- _How to complete this task_
Begin at the first line below and copy each line exactly, ending with the line where "column 73, row 145" appears.

- _Data to use_
=======

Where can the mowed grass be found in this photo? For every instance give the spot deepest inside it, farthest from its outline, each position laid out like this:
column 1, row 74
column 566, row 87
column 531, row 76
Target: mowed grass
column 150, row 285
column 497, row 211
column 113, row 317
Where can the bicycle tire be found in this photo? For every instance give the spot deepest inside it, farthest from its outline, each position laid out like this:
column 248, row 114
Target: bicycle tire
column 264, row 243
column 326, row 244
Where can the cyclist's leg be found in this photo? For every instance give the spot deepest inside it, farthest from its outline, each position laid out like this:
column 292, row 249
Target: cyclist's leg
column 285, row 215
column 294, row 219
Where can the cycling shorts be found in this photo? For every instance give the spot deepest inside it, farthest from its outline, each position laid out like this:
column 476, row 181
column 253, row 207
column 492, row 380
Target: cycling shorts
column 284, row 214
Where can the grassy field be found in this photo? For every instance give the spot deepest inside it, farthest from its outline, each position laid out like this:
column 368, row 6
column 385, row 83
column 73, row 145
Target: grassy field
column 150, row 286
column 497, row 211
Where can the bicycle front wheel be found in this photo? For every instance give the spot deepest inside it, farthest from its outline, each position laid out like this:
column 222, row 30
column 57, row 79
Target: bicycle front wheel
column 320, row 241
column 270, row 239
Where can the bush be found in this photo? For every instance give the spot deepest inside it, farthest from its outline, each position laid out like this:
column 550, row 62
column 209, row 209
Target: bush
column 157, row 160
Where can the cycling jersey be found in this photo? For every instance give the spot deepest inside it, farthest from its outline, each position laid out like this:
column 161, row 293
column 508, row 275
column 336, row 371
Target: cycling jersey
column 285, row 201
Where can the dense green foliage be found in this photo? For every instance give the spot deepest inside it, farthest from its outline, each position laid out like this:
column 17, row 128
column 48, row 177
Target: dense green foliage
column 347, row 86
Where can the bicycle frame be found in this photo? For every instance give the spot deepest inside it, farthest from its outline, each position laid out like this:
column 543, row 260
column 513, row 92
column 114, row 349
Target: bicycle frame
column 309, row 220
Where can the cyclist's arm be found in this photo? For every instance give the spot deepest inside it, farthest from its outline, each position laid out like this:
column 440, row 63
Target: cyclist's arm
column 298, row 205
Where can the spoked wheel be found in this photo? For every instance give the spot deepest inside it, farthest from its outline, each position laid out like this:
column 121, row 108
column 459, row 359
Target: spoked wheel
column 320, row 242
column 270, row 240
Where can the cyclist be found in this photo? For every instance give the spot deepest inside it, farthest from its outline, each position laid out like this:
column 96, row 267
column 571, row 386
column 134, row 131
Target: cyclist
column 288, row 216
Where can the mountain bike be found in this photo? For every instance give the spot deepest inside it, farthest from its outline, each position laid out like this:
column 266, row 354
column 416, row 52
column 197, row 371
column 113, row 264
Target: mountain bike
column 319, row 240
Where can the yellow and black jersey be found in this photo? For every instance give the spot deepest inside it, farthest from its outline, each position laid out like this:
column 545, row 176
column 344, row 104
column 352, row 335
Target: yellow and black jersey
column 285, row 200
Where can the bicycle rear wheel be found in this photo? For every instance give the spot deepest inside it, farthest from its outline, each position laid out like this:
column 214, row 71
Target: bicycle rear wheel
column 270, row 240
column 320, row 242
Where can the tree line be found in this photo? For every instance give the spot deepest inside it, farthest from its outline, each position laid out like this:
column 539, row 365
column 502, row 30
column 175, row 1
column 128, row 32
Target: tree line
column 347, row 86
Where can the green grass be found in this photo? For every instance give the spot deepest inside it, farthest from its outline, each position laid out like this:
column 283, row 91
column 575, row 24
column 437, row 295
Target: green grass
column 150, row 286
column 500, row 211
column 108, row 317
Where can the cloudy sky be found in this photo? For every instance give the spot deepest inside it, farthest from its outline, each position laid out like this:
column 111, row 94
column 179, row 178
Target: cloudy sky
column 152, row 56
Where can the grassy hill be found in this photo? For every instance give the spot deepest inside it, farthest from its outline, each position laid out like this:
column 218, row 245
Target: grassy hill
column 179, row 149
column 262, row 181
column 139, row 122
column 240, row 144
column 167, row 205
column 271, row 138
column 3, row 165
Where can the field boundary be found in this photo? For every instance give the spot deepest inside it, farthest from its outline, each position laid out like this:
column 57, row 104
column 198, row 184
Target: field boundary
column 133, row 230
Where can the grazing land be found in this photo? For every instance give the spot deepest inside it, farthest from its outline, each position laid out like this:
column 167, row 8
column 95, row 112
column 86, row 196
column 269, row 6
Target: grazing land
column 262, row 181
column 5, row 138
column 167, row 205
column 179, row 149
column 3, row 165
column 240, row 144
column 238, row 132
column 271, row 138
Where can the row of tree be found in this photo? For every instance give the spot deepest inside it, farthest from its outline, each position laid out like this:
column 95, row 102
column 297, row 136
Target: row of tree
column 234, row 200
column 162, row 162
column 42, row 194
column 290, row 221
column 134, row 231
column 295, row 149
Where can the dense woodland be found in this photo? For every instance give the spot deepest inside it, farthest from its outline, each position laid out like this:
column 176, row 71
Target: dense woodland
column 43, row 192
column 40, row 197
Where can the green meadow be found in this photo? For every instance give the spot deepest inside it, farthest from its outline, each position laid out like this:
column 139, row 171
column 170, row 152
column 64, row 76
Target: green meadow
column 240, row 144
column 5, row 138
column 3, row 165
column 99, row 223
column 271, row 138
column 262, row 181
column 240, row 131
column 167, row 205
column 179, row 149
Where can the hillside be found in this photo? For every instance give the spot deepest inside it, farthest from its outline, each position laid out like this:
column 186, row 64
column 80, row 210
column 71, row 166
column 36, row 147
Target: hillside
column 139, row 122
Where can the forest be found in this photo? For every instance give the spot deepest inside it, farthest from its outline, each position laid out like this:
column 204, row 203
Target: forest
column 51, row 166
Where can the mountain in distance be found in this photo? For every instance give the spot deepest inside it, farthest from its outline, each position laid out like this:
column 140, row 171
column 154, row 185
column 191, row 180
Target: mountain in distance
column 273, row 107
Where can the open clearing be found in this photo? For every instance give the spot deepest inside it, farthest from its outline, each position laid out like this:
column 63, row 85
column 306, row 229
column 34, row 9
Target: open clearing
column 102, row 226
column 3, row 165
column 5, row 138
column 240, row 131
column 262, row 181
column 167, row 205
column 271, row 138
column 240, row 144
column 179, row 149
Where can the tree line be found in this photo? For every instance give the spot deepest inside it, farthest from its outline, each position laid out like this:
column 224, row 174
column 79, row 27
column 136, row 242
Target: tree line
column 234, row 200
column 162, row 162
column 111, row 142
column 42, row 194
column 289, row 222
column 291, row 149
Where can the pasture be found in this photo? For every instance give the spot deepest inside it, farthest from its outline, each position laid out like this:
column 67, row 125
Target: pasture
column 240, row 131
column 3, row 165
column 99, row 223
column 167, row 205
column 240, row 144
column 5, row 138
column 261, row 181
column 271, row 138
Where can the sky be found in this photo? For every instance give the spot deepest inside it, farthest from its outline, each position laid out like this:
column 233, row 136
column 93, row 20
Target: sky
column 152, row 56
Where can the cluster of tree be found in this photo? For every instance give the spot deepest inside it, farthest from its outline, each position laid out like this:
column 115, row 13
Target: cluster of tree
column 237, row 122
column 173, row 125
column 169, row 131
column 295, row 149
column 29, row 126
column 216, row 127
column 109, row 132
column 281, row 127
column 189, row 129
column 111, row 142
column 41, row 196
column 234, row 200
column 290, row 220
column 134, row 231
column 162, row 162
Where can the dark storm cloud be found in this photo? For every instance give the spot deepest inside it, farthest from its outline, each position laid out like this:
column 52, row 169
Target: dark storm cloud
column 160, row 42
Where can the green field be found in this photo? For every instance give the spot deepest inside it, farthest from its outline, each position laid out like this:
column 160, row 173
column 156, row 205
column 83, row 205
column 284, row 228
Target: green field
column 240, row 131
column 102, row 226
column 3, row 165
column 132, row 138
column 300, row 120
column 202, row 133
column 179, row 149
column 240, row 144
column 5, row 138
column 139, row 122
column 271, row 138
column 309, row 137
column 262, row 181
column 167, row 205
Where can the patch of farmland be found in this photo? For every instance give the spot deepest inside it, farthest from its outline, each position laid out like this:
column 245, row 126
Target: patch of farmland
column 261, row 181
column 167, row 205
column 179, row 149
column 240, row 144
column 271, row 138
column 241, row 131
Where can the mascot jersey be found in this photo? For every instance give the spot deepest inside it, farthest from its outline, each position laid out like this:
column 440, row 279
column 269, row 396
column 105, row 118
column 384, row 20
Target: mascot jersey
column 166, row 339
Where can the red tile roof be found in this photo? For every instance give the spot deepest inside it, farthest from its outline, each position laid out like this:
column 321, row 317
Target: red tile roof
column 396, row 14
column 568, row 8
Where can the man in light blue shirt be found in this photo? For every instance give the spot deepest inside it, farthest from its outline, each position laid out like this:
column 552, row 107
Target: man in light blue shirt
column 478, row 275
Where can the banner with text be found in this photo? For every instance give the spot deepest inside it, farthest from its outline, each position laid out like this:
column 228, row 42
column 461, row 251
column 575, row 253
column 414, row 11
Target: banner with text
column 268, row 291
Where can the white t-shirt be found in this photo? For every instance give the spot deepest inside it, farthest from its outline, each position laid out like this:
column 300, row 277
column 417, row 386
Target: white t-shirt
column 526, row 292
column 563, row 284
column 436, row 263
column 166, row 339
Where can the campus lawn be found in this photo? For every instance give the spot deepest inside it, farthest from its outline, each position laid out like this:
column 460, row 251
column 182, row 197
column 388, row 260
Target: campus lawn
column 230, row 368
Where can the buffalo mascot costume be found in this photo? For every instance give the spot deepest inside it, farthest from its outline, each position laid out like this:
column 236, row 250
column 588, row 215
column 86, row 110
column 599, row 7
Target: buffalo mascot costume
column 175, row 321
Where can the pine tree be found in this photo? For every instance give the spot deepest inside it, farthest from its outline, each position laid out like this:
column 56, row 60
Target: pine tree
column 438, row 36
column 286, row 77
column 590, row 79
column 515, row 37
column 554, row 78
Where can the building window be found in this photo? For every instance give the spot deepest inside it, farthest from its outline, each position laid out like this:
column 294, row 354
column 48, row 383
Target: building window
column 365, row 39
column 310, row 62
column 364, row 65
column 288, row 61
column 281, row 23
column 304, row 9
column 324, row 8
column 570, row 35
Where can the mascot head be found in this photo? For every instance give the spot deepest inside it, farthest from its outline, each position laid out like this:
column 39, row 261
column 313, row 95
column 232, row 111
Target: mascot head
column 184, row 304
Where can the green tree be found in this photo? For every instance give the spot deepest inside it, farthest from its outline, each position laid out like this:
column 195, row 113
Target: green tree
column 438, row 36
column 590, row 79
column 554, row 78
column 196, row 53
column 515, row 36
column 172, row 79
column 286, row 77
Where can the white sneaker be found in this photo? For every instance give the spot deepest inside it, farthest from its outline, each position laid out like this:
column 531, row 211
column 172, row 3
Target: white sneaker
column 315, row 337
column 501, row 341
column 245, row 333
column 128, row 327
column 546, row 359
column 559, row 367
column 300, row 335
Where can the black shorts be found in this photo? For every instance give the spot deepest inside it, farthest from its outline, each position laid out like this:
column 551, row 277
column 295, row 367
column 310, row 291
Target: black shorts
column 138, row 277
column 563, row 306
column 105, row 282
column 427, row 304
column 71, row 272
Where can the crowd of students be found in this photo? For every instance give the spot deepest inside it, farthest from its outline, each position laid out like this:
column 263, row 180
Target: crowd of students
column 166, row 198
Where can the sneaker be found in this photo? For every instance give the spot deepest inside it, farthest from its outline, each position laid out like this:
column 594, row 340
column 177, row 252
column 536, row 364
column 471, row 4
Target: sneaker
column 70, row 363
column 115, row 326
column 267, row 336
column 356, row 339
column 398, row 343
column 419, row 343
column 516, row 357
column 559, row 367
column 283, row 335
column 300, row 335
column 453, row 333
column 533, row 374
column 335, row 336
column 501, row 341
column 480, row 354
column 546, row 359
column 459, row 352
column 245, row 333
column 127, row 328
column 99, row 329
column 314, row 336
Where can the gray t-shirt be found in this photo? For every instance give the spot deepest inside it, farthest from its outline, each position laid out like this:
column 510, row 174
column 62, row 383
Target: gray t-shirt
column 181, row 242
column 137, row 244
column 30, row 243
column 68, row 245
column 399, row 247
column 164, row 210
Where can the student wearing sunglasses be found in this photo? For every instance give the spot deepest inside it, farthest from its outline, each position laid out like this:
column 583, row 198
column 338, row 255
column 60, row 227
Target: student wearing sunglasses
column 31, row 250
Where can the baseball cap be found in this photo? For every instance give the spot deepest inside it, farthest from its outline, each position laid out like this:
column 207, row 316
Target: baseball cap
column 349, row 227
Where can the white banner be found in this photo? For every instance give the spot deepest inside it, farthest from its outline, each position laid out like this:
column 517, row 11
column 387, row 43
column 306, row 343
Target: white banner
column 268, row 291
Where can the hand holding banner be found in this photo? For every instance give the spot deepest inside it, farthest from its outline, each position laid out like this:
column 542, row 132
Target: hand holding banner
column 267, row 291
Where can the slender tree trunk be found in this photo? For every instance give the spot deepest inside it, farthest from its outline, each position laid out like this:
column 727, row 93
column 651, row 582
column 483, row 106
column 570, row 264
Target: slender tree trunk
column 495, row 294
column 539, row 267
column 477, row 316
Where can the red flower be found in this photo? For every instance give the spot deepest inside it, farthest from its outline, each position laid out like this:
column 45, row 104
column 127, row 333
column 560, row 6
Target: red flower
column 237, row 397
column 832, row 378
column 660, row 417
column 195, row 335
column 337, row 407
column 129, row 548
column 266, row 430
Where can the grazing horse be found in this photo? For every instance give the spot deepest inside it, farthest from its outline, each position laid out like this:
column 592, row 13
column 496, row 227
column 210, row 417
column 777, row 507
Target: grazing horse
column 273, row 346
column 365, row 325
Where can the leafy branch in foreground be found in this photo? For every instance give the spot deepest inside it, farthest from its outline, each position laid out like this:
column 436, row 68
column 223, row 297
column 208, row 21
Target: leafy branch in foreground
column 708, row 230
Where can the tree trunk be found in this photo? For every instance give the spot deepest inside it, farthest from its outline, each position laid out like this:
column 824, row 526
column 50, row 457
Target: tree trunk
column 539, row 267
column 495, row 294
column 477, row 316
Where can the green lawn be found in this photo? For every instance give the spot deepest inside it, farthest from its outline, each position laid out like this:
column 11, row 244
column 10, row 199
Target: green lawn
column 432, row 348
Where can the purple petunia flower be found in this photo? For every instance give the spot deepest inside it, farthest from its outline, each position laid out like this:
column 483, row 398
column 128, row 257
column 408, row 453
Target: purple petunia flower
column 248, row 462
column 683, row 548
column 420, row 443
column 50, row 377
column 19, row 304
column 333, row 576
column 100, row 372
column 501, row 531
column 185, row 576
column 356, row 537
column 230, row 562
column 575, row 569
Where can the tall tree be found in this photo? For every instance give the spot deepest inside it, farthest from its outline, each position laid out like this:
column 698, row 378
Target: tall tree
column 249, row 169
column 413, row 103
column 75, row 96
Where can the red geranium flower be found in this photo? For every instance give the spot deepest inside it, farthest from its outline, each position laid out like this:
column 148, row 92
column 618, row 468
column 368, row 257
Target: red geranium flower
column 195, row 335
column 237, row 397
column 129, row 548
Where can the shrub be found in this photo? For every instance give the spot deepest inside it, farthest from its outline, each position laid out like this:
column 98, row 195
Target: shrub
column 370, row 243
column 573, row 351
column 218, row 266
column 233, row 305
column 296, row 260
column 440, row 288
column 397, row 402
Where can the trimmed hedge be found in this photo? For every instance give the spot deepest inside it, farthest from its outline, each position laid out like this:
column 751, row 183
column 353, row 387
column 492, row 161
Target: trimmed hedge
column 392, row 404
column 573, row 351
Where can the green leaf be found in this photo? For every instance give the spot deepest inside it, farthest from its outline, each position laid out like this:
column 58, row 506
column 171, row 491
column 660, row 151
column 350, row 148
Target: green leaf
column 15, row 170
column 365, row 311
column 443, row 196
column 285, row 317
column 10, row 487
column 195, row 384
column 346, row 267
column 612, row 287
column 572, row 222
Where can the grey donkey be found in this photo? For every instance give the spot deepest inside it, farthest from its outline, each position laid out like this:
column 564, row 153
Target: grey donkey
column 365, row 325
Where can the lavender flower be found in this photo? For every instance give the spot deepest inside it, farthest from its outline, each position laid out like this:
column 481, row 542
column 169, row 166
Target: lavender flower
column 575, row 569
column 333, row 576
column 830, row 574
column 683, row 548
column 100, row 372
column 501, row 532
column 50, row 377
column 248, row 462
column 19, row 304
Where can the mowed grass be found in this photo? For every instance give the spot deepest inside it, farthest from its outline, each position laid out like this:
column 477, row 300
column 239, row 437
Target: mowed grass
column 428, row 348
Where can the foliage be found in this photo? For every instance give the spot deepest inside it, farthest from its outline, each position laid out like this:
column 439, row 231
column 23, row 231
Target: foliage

=======

- _Solved problem_
Where can the mowed grass be found in this photo? For every instance give the spot deepest inside it, farthest from its outline, each position laid out like this:
column 1, row 74
column 566, row 87
column 531, row 76
Target: mowed grass
column 150, row 285
column 497, row 211
column 113, row 317
Where can the bicycle tire be found in this photo? For every instance give the spot deepest inside it, farthest from its outline, each position laid out like this:
column 248, row 114
Target: bicycle tire
column 264, row 243
column 326, row 244
Where can the cyclist's leg be found in this photo? For every instance give the spot deepest inside it, farthest from its outline, each position laid out like this:
column 292, row 249
Target: cyclist's leg
column 285, row 215
column 294, row 219
Where can the cycling shorts be found in this photo? For every instance give the spot deepest inside it, farthest from its outline, each position laid out like this:
column 476, row 181
column 253, row 207
column 492, row 380
Target: cycling shorts
column 284, row 214
Where can the grassy field be found in this photo? For every instance give the spot deepest inside it, farthest from its outline, each position laid out like this:
column 368, row 6
column 385, row 83
column 73, row 145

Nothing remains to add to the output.